PROBLEM TO SOLVE – In the records below, find each line holding the word "dark" and copy it.

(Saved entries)
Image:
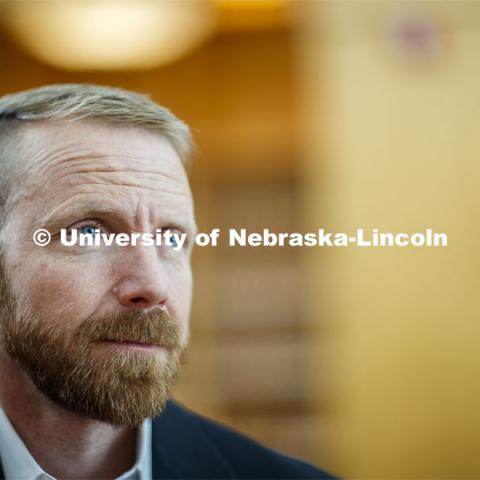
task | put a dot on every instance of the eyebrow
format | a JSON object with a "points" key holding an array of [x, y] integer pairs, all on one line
{"points": [[56, 218], [90, 210]]}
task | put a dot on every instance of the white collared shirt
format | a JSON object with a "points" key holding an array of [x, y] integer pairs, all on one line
{"points": [[19, 464]]}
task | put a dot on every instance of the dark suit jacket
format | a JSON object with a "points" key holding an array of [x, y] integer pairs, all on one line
{"points": [[188, 446]]}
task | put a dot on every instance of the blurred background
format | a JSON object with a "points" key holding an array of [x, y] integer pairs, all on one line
{"points": [[311, 114]]}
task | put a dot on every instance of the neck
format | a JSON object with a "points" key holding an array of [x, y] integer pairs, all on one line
{"points": [[78, 447]]}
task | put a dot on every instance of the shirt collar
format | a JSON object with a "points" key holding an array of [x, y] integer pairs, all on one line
{"points": [[18, 463]]}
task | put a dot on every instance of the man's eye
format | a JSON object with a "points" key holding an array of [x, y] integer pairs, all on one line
{"points": [[88, 230]]}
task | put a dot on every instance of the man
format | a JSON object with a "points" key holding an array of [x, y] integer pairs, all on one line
{"points": [[92, 337]]}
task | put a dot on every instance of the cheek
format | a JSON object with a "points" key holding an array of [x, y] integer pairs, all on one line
{"points": [[180, 295], [63, 292]]}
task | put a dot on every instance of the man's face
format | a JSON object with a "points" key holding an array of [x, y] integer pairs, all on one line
{"points": [[99, 330]]}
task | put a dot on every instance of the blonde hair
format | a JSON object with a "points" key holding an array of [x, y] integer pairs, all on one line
{"points": [[73, 102]]}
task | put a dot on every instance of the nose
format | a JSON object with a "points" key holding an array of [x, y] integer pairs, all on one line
{"points": [[143, 281]]}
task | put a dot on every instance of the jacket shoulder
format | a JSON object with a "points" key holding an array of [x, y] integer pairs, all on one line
{"points": [[241, 456]]}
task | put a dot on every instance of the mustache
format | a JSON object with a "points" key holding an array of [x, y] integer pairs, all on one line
{"points": [[157, 328]]}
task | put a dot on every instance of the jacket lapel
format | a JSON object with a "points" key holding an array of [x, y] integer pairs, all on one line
{"points": [[180, 448]]}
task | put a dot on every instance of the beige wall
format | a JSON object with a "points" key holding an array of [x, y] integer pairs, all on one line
{"points": [[394, 143]]}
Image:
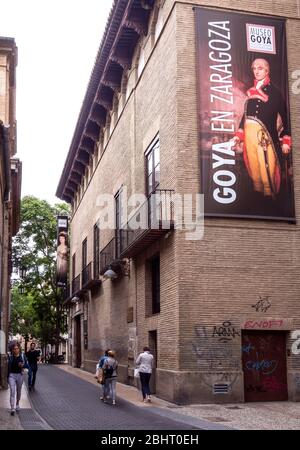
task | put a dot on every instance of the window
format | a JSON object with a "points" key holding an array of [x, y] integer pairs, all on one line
{"points": [[159, 24], [73, 266], [152, 286], [84, 254], [118, 205], [96, 250], [153, 166], [155, 278], [141, 63]]}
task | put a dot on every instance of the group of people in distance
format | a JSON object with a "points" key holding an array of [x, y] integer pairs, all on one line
{"points": [[17, 363], [107, 372]]}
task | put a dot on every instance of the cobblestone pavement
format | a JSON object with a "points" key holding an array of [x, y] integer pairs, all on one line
{"points": [[67, 402]]}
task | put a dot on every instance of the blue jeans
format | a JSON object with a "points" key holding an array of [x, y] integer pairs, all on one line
{"points": [[145, 379], [110, 387], [32, 374], [15, 383]]}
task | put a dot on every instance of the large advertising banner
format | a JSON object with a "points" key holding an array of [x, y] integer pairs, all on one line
{"points": [[62, 251], [245, 131]]}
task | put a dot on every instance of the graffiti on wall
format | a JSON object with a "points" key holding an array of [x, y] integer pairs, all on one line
{"points": [[263, 304], [215, 348]]}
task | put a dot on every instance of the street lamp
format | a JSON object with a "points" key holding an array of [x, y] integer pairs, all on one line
{"points": [[110, 274], [21, 290], [22, 272]]}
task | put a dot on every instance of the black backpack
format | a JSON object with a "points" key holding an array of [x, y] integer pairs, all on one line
{"points": [[109, 371]]}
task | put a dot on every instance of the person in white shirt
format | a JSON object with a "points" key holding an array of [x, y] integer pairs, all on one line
{"points": [[145, 363]]}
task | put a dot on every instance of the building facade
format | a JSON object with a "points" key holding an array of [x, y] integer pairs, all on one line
{"points": [[221, 311], [10, 186]]}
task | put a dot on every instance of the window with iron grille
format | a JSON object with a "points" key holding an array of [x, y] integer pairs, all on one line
{"points": [[84, 253], [96, 250], [153, 166], [73, 266]]}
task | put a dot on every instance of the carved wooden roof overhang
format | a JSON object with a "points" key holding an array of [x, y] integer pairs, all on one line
{"points": [[128, 21]]}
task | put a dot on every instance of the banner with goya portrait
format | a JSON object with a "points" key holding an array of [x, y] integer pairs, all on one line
{"points": [[62, 251], [245, 138]]}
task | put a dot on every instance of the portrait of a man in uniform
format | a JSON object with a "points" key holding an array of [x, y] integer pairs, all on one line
{"points": [[265, 134], [62, 258]]}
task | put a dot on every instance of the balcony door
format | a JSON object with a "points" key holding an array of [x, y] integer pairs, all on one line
{"points": [[153, 167]]}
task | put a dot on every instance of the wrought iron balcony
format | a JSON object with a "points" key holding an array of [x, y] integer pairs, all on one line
{"points": [[109, 257], [76, 285], [152, 220], [67, 293], [89, 279]]}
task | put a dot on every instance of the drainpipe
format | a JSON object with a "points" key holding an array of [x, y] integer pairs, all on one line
{"points": [[6, 158]]}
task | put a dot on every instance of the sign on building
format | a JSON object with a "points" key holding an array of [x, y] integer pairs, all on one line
{"points": [[62, 251], [245, 139]]}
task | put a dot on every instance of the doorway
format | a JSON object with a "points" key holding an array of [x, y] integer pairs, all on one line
{"points": [[78, 340], [264, 366]]}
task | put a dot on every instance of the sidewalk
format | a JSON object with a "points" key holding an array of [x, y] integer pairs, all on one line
{"points": [[7, 422], [241, 416]]}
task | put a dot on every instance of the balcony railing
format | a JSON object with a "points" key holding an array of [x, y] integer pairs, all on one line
{"points": [[107, 256], [152, 220], [89, 279], [67, 293], [76, 285]]}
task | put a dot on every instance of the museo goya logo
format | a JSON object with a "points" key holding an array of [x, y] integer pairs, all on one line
{"points": [[261, 38]]}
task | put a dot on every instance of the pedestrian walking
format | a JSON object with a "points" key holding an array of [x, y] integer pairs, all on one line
{"points": [[33, 356], [17, 362], [145, 365], [101, 376], [110, 369]]}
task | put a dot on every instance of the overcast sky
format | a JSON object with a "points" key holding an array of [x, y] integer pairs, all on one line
{"points": [[57, 45]]}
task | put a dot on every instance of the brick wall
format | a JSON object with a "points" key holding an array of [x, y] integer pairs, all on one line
{"points": [[206, 285]]}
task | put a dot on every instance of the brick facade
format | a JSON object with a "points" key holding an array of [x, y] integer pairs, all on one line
{"points": [[208, 287]]}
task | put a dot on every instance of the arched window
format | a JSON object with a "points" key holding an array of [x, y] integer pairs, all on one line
{"points": [[159, 24], [141, 61]]}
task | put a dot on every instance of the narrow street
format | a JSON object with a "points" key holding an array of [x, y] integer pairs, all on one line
{"points": [[66, 402]]}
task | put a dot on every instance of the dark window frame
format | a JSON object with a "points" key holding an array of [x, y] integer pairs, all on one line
{"points": [[84, 254], [96, 249], [155, 284], [152, 161]]}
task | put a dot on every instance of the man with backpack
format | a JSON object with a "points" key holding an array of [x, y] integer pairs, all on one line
{"points": [[17, 362], [110, 367], [33, 357]]}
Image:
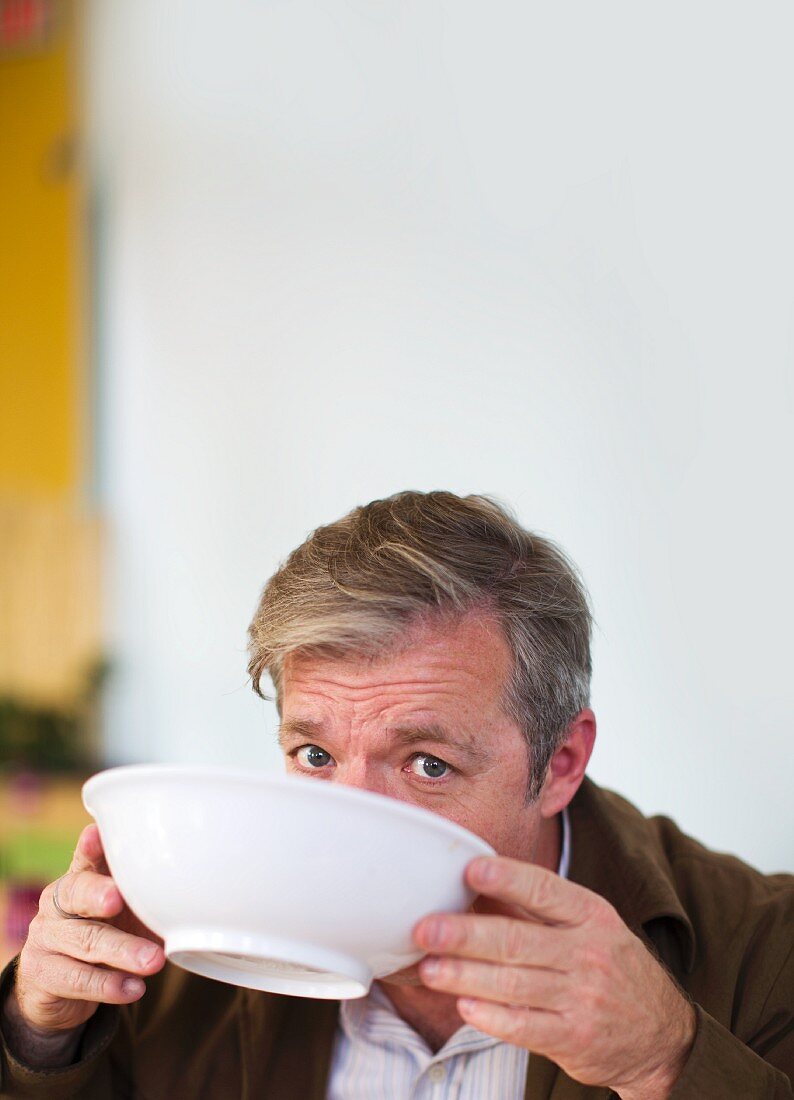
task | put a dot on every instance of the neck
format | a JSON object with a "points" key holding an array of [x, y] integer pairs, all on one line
{"points": [[434, 1015]]}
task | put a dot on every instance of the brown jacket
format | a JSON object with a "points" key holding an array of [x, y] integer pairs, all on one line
{"points": [[724, 931]]}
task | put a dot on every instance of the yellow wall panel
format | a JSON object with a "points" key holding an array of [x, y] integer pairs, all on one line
{"points": [[41, 267]]}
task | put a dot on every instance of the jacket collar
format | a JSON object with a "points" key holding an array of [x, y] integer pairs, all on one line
{"points": [[619, 854]]}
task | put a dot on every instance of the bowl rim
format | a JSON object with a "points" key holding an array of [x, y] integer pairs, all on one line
{"points": [[114, 776]]}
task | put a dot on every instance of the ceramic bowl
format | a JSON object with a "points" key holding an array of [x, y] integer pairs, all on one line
{"points": [[289, 884]]}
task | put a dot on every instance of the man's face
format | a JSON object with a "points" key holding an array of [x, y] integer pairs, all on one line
{"points": [[425, 726]]}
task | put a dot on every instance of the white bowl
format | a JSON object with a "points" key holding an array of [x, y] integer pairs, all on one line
{"points": [[283, 883]]}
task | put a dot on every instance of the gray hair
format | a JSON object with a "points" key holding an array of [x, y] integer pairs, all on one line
{"points": [[355, 586]]}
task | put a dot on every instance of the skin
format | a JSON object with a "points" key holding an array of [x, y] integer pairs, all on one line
{"points": [[539, 961]]}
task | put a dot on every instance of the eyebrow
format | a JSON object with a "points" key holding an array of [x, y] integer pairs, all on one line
{"points": [[297, 728]]}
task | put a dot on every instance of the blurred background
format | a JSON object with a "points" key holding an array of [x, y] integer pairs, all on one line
{"points": [[262, 262]]}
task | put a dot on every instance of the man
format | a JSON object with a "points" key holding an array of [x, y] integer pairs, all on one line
{"points": [[429, 648]]}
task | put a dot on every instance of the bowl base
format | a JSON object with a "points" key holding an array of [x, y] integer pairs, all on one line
{"points": [[268, 963]]}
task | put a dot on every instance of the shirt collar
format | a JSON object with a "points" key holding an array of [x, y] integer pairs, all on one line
{"points": [[373, 1018]]}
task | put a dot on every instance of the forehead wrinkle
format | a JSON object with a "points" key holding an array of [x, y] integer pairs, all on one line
{"points": [[306, 728]]}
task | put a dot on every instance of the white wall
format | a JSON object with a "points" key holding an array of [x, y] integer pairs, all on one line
{"points": [[541, 251]]}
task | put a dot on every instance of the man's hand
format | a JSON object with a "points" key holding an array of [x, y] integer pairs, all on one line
{"points": [[68, 967], [562, 976]]}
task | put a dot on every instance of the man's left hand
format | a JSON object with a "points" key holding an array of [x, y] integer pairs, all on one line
{"points": [[562, 976]]}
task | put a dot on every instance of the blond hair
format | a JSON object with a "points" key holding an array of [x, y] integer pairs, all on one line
{"points": [[355, 586]]}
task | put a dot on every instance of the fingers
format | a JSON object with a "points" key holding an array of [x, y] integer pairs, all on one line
{"points": [[72, 980], [542, 893], [530, 1027], [89, 854], [518, 986], [495, 939], [100, 944], [84, 893]]}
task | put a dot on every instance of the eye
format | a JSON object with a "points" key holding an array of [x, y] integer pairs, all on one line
{"points": [[429, 767], [312, 756]]}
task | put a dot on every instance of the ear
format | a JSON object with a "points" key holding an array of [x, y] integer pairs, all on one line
{"points": [[568, 766]]}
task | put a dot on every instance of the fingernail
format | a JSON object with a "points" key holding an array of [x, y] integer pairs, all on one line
{"points": [[430, 968]]}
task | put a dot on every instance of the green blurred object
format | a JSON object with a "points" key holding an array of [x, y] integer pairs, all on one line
{"points": [[32, 856]]}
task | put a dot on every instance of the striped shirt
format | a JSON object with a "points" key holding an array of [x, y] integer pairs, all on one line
{"points": [[377, 1054]]}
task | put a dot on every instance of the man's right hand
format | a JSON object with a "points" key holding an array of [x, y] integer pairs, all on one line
{"points": [[68, 967]]}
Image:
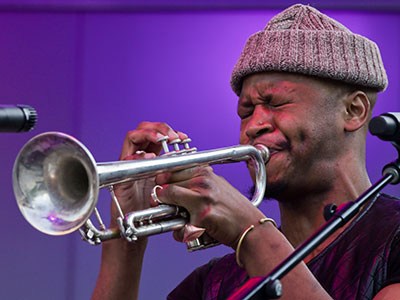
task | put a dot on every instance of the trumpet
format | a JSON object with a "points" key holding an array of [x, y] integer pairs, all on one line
{"points": [[56, 183]]}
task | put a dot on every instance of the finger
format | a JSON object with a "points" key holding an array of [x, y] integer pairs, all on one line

EXPECTED ANSWER –
task | put a dot on every instance of the dark suit jacket
task | put a dot on every instance of the dark window frame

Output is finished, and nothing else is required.